_PASSAGE TO READ_
-- Opening Marker --
Korean J Clin Oncol.  2018 Jun;14(1):8-14. 10.14216/kjco.18002.

A 13-year experience with gastric neuroendocrine tumors: A single institute study

  • 1Department of Surgery, St. Vincent's Hospital, College of Medicine, The Catholic University of Korea, Suwon, Korea. dkkwkh@catholic.ac.kr


Gastric neuroendocrine tumors (GNETs) are relatively uncommon. Although they frequently follow indolent clinical courses, GNETs have the potential for metastasis. The aim of this study was to analyze the clinicopathological characteristics of GNETs and explore the prognostic factors associated with overall survival of patients with GNETs.
All patients who underwent resection of GNETs from 2003 to 2016 at St. Vincent's Hospital were identified retrospectively. Demographic data, tumor characteristics, and survival results were evaluated.
-- Closing Marker --
_DATA EXCERPTS_
-- Opening Marker --
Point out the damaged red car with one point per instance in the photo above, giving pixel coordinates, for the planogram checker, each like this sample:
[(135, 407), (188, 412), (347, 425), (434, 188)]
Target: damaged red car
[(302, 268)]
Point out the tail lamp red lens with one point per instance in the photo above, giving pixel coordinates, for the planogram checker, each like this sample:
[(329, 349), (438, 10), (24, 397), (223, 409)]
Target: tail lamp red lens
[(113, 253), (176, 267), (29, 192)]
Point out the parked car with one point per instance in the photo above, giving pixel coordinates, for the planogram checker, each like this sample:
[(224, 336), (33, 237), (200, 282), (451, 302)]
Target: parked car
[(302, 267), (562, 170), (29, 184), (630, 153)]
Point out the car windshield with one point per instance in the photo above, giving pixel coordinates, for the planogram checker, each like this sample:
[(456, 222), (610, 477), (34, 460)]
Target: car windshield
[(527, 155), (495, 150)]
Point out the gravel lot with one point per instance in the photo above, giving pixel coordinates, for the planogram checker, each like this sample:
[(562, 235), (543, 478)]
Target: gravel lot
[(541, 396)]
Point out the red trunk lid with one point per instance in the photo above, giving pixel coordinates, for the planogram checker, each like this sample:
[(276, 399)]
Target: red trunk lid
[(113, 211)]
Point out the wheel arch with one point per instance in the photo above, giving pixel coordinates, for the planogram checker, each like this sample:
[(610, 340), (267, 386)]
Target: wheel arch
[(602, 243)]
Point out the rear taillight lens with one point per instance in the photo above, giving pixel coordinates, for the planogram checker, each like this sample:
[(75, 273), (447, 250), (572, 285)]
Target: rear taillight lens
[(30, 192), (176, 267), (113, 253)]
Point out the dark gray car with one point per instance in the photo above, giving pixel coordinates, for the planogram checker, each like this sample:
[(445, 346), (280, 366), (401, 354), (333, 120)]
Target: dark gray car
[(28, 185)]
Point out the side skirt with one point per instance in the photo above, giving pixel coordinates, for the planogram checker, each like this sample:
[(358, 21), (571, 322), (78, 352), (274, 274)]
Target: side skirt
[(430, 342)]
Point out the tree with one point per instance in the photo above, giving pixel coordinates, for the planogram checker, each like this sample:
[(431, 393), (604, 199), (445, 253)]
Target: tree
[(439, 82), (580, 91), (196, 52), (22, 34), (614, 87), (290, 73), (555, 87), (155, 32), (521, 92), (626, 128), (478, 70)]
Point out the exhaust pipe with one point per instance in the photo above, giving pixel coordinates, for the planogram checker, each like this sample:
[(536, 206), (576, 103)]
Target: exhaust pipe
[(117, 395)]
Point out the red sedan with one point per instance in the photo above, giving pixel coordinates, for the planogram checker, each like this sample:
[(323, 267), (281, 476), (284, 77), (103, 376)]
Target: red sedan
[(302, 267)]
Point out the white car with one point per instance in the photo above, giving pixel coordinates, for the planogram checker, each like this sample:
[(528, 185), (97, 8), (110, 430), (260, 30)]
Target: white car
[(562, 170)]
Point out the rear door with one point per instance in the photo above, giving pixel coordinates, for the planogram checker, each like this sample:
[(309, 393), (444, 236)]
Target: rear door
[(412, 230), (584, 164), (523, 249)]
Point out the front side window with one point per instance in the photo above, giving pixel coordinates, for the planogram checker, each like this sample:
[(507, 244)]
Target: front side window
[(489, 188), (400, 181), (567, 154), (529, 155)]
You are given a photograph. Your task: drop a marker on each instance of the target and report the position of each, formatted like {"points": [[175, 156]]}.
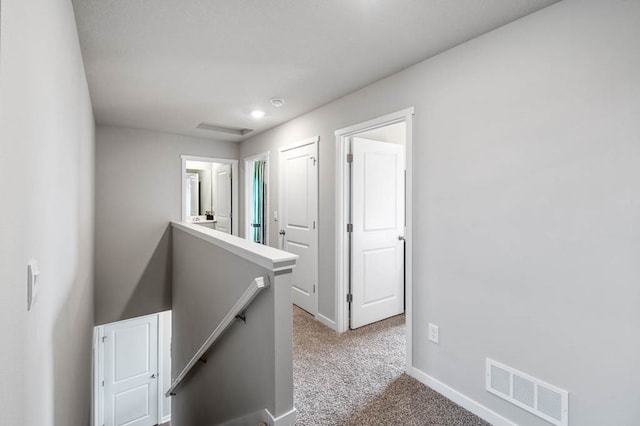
-- Closing Marker --
_TASK INSTRUCTIONS_
1: Answer these from the gastric neuroendocrine tumor abstract:
(a) Despite often following indolent clinical courses, what do GNETs have the potential for?
(b) Over which years did the patients studied undergo resection?
(c) Which three kinds of data were evaluated?
2: Continue the gastric neuroendocrine tumor abstract from its last sentence.

_TASK-BY-TASK RESULTS_
1:
(a) Metastasis.
(b) From 2003 to 2016.
(c) Demographic data, tumor characteristics, and survival results.

2:
Of the 32 patients with GNETs, 10 patients (31.3%) had an endoscopic resection and 22 (68.7%) had a surgical resection. In terms of the European Neuroendocrine Tumor Society (ENETS) tumor-node-metastasis (TNM) staging systems, three (9.4%), seven (21.9%), five (15.6%), 13 (40.6%), and four patients (12.5%) were classified as stages 0, I, II, III, and IV, respectively. Overall survival differed significantly according to disease stage. Patients with positive symptoms, larger tumor size, and advanced stage had lower survival rates than those with other types.
ENETS TNM stage is a reliable parameter for assessment of the prognosis of patients with GNETs. Clinical symptoms, tumor size, and TNM stage are associated with survival of patients with GNETs.